Every line from the line containing "Can you find the rifle" through the final line below must be returned exactly, and no other line.

______________________________

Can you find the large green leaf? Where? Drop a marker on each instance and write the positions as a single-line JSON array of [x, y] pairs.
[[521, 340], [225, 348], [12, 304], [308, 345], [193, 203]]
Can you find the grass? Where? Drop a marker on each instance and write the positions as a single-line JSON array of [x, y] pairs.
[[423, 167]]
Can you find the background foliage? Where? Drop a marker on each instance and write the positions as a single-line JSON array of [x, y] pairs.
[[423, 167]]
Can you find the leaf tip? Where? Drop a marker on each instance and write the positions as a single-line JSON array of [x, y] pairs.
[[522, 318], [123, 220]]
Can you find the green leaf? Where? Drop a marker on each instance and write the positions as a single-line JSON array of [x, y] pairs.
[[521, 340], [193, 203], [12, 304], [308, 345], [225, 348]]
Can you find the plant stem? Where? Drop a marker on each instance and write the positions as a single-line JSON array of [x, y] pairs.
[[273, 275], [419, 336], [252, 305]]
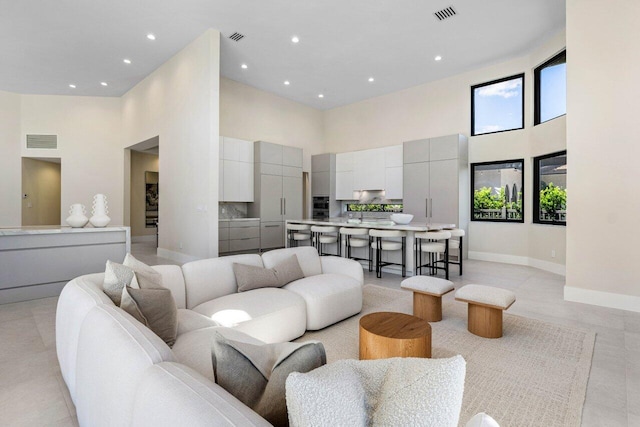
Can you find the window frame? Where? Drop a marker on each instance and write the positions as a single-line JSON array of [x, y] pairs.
[[522, 189], [536, 86], [473, 104], [536, 187]]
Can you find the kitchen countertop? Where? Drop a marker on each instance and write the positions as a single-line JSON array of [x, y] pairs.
[[342, 222]]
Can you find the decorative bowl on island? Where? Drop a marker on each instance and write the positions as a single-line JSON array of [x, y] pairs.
[[401, 218]]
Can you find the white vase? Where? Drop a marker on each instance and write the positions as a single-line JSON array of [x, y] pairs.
[[77, 217], [100, 211]]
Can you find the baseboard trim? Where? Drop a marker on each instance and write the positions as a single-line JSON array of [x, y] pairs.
[[143, 239], [603, 299], [519, 260], [176, 256]]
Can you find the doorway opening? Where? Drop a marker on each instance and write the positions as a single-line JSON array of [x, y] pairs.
[[144, 191], [41, 191]]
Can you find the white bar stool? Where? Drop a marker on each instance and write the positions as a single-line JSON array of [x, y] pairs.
[[456, 244], [297, 233], [356, 238], [380, 245], [433, 243], [323, 235]]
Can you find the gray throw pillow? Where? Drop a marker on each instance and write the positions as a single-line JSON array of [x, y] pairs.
[[116, 277], [154, 308], [256, 374], [288, 270], [252, 277], [147, 277]]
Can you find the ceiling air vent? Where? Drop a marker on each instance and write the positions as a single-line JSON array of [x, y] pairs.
[[48, 142], [236, 37], [445, 13]]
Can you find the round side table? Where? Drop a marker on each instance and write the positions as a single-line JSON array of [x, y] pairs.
[[385, 334]]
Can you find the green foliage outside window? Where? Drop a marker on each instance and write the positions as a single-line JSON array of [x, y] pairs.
[[553, 198]]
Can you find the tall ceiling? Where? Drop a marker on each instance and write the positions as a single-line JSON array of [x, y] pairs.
[[47, 45]]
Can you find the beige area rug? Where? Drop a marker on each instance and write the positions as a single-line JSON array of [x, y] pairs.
[[535, 375]]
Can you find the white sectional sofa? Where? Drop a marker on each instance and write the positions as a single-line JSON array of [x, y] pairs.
[[120, 373]]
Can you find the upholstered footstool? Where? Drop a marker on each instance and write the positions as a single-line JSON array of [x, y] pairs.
[[427, 296], [486, 305]]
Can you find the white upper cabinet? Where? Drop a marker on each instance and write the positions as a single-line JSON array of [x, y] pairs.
[[393, 183], [393, 156], [236, 170], [368, 169], [344, 162]]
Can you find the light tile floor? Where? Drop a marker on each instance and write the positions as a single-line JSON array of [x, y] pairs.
[[33, 393]]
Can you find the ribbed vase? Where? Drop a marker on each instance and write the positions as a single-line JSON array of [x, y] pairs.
[[99, 211]]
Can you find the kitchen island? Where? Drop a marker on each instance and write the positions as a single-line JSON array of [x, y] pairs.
[[380, 224]]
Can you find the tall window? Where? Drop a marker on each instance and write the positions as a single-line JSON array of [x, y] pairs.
[[550, 184], [498, 105], [551, 89], [498, 194]]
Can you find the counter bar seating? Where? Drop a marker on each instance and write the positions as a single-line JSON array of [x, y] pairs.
[[380, 245], [456, 244], [433, 243], [356, 238], [324, 235], [297, 233]]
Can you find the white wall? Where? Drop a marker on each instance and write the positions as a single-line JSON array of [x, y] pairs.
[[179, 102], [10, 164], [603, 151], [442, 108], [252, 114], [89, 133]]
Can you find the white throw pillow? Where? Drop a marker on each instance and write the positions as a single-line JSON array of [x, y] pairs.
[[482, 420], [385, 392]]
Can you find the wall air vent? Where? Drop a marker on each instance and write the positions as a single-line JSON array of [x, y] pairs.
[[236, 37], [47, 142], [445, 13]]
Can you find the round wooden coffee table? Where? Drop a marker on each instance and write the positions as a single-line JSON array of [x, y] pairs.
[[386, 334]]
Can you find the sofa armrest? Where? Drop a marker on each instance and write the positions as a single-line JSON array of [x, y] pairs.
[[337, 265]]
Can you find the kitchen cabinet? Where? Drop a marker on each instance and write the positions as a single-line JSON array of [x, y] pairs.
[[368, 169], [278, 190], [239, 235], [236, 170], [344, 176], [436, 180]]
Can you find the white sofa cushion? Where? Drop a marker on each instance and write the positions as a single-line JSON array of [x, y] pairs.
[[173, 279], [212, 278], [307, 258], [329, 298], [385, 392], [77, 298], [173, 395], [194, 348], [113, 353], [268, 314]]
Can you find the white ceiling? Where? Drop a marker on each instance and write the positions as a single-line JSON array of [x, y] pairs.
[[46, 45]]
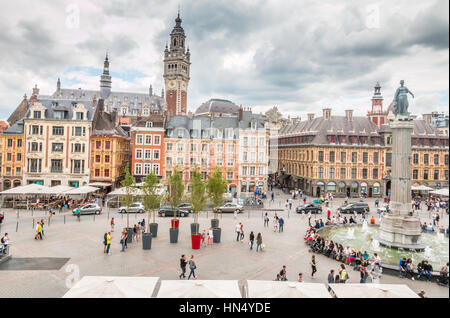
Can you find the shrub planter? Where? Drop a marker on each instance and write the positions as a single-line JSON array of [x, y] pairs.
[[154, 229], [174, 235], [196, 241], [195, 228], [216, 235], [147, 241], [130, 232], [214, 223], [175, 223]]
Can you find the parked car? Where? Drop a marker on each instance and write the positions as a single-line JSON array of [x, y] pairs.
[[169, 211], [384, 209], [133, 208], [185, 207], [359, 207], [91, 208], [230, 207], [314, 208]]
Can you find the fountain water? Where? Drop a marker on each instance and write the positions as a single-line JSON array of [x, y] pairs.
[[365, 227], [375, 245], [350, 233]]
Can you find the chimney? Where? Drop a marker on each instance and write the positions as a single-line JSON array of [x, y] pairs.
[[327, 113], [428, 118], [349, 114], [241, 110]]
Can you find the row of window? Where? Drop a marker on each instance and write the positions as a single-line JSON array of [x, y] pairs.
[[8, 171], [9, 156], [57, 147], [426, 175], [149, 139], [426, 159], [302, 156], [147, 168], [251, 171], [11, 143], [58, 114], [147, 154], [56, 130], [35, 166]]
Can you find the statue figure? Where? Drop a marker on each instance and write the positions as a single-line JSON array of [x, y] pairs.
[[401, 101]]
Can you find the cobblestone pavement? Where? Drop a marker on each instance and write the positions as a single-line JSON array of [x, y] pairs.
[[82, 242]]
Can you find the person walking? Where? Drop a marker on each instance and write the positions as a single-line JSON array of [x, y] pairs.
[[266, 220], [313, 265], [123, 239], [281, 224], [108, 243], [251, 239], [275, 223], [183, 263], [331, 278], [104, 242], [210, 236], [343, 274], [259, 242], [192, 267], [238, 232]]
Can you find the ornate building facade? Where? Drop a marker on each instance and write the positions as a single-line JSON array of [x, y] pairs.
[[176, 70], [349, 155]]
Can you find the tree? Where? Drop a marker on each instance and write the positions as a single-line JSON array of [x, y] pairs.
[[216, 186], [151, 198], [176, 189], [129, 183], [198, 194]]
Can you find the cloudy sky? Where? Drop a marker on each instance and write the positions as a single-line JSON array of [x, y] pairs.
[[300, 55]]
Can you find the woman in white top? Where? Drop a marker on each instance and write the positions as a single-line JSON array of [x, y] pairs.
[[210, 236]]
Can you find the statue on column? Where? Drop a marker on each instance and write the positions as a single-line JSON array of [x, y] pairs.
[[401, 101]]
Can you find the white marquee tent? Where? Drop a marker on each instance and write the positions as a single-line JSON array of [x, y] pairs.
[[372, 291], [81, 190], [113, 287], [277, 289], [441, 192], [199, 289], [32, 188]]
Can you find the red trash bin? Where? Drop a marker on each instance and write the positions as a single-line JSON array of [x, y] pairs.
[[175, 223], [196, 240]]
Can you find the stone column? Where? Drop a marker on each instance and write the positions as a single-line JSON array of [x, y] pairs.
[[401, 167], [400, 229]]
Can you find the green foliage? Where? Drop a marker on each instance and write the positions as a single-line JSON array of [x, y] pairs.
[[198, 194], [216, 186], [129, 183], [176, 189], [151, 198]]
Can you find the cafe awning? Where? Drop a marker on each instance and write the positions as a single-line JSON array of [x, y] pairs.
[[277, 289], [113, 287], [199, 289], [372, 291]]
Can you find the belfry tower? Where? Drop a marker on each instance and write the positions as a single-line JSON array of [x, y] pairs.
[[176, 70]]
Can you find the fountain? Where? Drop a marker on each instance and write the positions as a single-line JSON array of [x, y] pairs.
[[400, 228], [365, 227], [351, 233], [399, 234]]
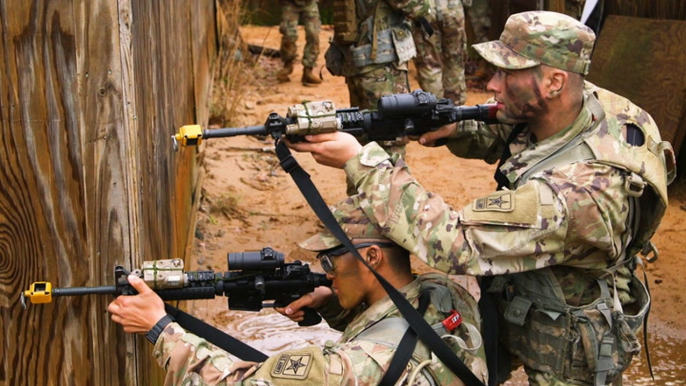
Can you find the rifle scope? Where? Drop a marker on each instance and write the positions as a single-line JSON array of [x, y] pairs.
[[266, 259], [416, 103]]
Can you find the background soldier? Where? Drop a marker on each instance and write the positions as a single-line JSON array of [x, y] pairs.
[[584, 179], [440, 59], [363, 352], [293, 11]]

______________________________

Answer box:
Can you find the rifle scope? Where? Drop a marker on each instance and write the positions as a single-line JSON array of [x, y] pairs.
[[266, 259], [416, 103]]
Can you find the background soldier? Where? Drop a marker on each instance and write the positions as a single-line JSON array of [x, y] pairs.
[[584, 179], [440, 59], [363, 352], [293, 11]]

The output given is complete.